# [OPDRACHT]
Schrijf de hele uitspraak over het bestemmingsplan woord voor woord over.

# [TE LEZEN TEKST]
***

201703905/1/R1.
Datum uitspraak: 7 februari 2018
AFDELING
BESTUURSRECHTSPRAAK
Uitspraak in het geding tussen:
1. [appellant sub 1], wonend te Wormer, gemeente Wormerland,
2. [appellant sub 2] en anderen, wonend te Wormer, gemeente Wormerland (hierna gezamenlijk: [appellant sub 2] en anderen),
en
de raad van de gemeente Wormerland,
verweerder.
Procesverloop
Bij besluit van 21 maart 2017 heeft de raad het bestemmingsplan "Woonkern Wormer en Lint" vastgesteld.
Tegen dit besluit hebben [appellant sub 1] en [appellant sub 2] en anderen beroep ingesteld.
De raad heeft een verweerschrift ingediend.
[appellant sub 1] en de raad hebben nadere stukken ingediend.

***

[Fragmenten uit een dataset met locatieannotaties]

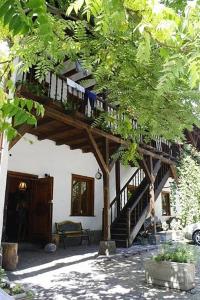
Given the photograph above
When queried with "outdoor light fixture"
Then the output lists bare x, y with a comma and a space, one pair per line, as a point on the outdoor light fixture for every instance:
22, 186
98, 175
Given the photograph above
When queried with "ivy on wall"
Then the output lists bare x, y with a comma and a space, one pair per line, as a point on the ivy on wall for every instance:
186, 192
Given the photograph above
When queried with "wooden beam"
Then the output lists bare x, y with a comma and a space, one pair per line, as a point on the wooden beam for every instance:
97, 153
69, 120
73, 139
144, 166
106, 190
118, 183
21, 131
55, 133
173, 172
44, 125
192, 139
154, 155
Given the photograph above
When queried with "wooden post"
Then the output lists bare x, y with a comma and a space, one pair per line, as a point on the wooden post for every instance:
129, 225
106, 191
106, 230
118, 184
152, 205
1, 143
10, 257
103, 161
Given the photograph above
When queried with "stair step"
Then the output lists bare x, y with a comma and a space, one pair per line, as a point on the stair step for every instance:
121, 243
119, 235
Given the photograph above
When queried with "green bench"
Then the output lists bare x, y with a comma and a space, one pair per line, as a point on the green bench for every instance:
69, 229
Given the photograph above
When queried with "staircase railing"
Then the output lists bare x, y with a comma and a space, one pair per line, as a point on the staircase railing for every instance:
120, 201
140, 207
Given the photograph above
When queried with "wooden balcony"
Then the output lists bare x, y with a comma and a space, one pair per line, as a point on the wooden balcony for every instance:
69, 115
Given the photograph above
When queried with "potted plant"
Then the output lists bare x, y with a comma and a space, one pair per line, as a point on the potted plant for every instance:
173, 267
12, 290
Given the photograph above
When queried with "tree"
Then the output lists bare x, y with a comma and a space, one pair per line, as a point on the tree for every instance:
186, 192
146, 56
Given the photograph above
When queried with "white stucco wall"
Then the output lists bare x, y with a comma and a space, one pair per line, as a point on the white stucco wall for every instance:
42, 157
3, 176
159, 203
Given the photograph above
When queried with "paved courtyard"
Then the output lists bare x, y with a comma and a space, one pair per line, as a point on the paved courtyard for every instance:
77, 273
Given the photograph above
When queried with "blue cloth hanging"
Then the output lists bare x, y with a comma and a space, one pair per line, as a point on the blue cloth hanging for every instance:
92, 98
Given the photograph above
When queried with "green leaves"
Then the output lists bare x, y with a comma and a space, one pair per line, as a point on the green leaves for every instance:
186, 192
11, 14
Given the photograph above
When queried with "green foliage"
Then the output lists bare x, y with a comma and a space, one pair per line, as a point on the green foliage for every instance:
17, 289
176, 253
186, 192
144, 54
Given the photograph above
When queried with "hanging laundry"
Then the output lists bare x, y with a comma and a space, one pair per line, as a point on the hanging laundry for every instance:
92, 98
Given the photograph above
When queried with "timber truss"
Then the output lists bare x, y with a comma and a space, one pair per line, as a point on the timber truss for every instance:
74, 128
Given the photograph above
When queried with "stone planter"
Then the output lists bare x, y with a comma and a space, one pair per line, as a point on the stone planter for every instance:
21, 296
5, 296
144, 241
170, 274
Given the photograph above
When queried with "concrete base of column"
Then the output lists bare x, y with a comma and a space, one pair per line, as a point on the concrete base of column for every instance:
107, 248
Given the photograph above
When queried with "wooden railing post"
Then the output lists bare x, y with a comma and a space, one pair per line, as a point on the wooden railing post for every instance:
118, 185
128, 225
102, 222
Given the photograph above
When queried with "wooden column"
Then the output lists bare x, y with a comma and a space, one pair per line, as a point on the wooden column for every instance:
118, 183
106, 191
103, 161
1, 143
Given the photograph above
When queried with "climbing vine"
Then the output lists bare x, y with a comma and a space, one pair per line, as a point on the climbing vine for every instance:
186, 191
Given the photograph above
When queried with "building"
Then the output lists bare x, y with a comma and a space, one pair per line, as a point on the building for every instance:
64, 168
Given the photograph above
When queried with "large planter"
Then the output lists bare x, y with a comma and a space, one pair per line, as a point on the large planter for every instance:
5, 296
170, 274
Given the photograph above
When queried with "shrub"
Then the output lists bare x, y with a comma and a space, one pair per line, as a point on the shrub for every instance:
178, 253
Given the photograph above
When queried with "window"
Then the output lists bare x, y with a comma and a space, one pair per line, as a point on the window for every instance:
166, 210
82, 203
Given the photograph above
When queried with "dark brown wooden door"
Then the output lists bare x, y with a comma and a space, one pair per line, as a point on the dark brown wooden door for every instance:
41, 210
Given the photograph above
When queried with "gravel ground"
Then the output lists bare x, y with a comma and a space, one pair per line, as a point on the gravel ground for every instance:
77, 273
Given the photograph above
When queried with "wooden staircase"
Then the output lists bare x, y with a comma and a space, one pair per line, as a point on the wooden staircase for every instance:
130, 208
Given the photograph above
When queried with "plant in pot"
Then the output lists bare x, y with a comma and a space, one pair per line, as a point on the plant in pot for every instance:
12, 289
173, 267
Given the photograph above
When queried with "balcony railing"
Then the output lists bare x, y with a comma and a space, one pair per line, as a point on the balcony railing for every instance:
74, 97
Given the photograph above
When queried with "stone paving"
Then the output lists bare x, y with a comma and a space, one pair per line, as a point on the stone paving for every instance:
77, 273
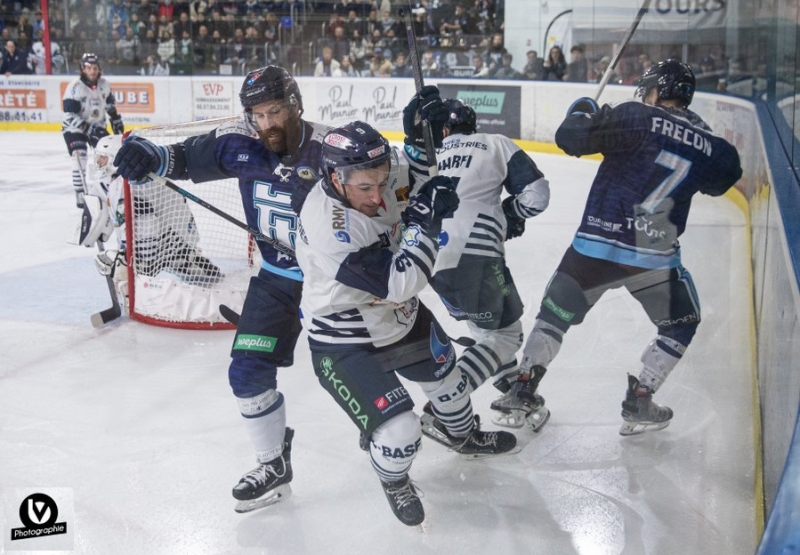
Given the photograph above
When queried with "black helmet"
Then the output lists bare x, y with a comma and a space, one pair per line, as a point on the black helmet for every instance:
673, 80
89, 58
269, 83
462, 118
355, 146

***

# [OPLOSSING OPGAVE]
201703905/1/R1.
Datum uitspraak: 7 februari 2018
AFDELING
BESTUURSRECHTSPRAAK
Uitspraak in het geding tussen:
1. [appellant sub 1], wonend te Wormer, gemeente Wormerland,
2. [appellant sub 2] en anderen, wonend te Wormer, gemeente Wormerland (hierna gezamenlijk: [appellant sub 2] en anderen),
en
de raad van de gemeente Wormerland,
verweerder.
Procesverloop
Bij besluit van 21 maart 2017 heeft de raad het bestemmingsplan "Woonkern Wormer en Lint" vastgesteld.
Tegen dit besluit hebben [appellant sub 1] en [appellant sub 2] en anderen beroep ingesteld.
De raad heeft een verweerschrift ingediend.
[appellant sub 1] en de raad hebben nadere stukken ingediend.